Problem requirements: Continue the meeting notes below on the V2 certificate profile proposals, starting right after their last sentence.

Provided passage:
◇ ◇ ◇

V2 - Who defines OID
* Corey - A lot of RFCs will have their own OID and there might be
similar arrangements on a private level or other formalized standards
documents. It would be valuable to know when use of an OID has been granted
so CAs are not adding OIDs that the OID arch owner might not approve of.
V2 - Certificate Policies
* V1 allows cPSUri in all non-Root certificate types. The proposal to
disallow all qualifiers for Sub CA certificates with anyPolicy
* Corey - This is essentially codifying an RFC 5280 should not level
requirement, if the anyPolicy OID is expressed then no qualifiers should be
included in the certPolicies extension.
* V1 allows for Certificate policies extension in OCSP responders
until the sunset date
* Corey - There was good discussion on this item last week. Ryan
Dickson is going to follow-up on the way policy constraints are handled in
chrome.
V2- Naming
* V1 makes OrganizationName in IV certificates a not recommended. V2
proposal is to make it a must not.
* Defining naming requirements for OCSP delegated responder
certificates.
* Corey- There was some discussion on github on whether or not names
can be reused across generations for ocsp delegated responders and this
would be valuable to clarify on v2
* Defining requirements for dnQualifier attribute to enable sunset of
CN.
* Corey - This was proposed years ago by Peter Bowan would allow for
deprecation of common name in certs but still allow for non empty subject
dn. There were some concerns at the time that if you didn't include the
common name the subject dn would be empty and would cause interoperability
issues with some clients. The idea is to instert a dn qualifier attribute so
the Subject dn is no longer empty.
V2- Other items
* Define requirements for other extensions.
* Prohibit all non-TLS issuance
* Corey - This is for a root that is audited by TLS BRs essentially
moving to single use hierarchy. If there are additional items that we want
to tackle, we can add them as well.
Other Comments
* Ben - Question on the Subject dn are we going to change our course
on that item.
* Corey - My personal opinion this is a large normative change for
something that was previously allowed. There is an international research
community that uses these certificates. Their use case should be
accommodated at least in the short-term. Their PKI operations would be
drastically disrupted.

◇ ◇ ◇

Raw data:
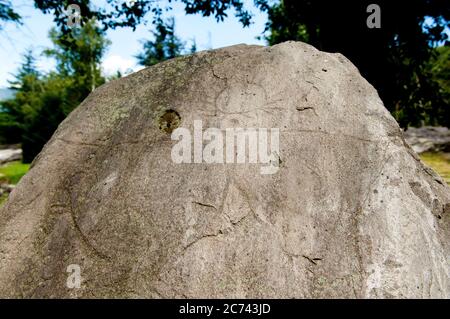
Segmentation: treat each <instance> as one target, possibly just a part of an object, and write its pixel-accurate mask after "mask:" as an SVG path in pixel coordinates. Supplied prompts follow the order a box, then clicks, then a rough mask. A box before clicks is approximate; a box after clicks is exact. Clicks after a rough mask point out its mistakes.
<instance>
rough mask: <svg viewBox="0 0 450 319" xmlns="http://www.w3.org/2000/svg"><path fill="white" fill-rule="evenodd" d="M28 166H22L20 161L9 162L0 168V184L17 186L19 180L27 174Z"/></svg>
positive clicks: (26, 165) (23, 165)
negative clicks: (6, 183) (11, 184)
mask: <svg viewBox="0 0 450 319" xmlns="http://www.w3.org/2000/svg"><path fill="white" fill-rule="evenodd" d="M29 168H30V164H23V163H22V162H20V161H16V162H11V163H8V164H6V165H4V166H1V167H0V182H2V183H7V184H17V183H18V182H19V180H20V179H21V178H22V176H23V175H25V173H26V172H28V169H29Z"/></svg>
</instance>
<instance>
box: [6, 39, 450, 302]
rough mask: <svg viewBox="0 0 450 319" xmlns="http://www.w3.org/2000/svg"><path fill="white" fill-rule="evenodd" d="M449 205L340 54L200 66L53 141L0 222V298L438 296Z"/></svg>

◇ ◇ ◇

Output:
* Clint - We should be able to add language to define how they are
validated against 3224 that covers the concern. The concern is there are
values that are potentially misleading since we don't know how they are
validated.
* Ben - I see your point but I don't know how they go about validating
it.
* Clint - Is that something that CAs can provide some insight the
subject dn how are they being validated. So we can understand how disruptive
it would be. Mostly Sectigo and DigiCert that have impacted customers. Can
we get that information from you?
* Corey - That is something that we can dig into to come up with more
specific validation requirements. The main concern is that the ballot
language prohibits the inclusion of the same attribute type multiple times
that would need to be accommodated.
* Clint - That can be accommodated as long as we have some base
requirements for how those values are validated. It would be helpful to see
what the current processes are so we can put in validation requirements,
maybe they are being validated by 3224 already. If it is truly disruptive to
put in validation requirements, we will have to think of a different path
because we don't want to disrupt an impactful community unnecessarily. We do
want to have some baseline requirements of how those certificates are being
validated.
* Corey - That is a good approach, the idea that we defined the
validation requirements in the BRs after we have an evaluation of current
practice. Then we would have an explicit carve out to allow for multiple
domain component attributes to appear in a single dn.
* Dustin - Thank you Corey for making the case impact reports.
* Corey - I hope that in the future we can do similar analysis like
this to concretely view the impact of potential changes.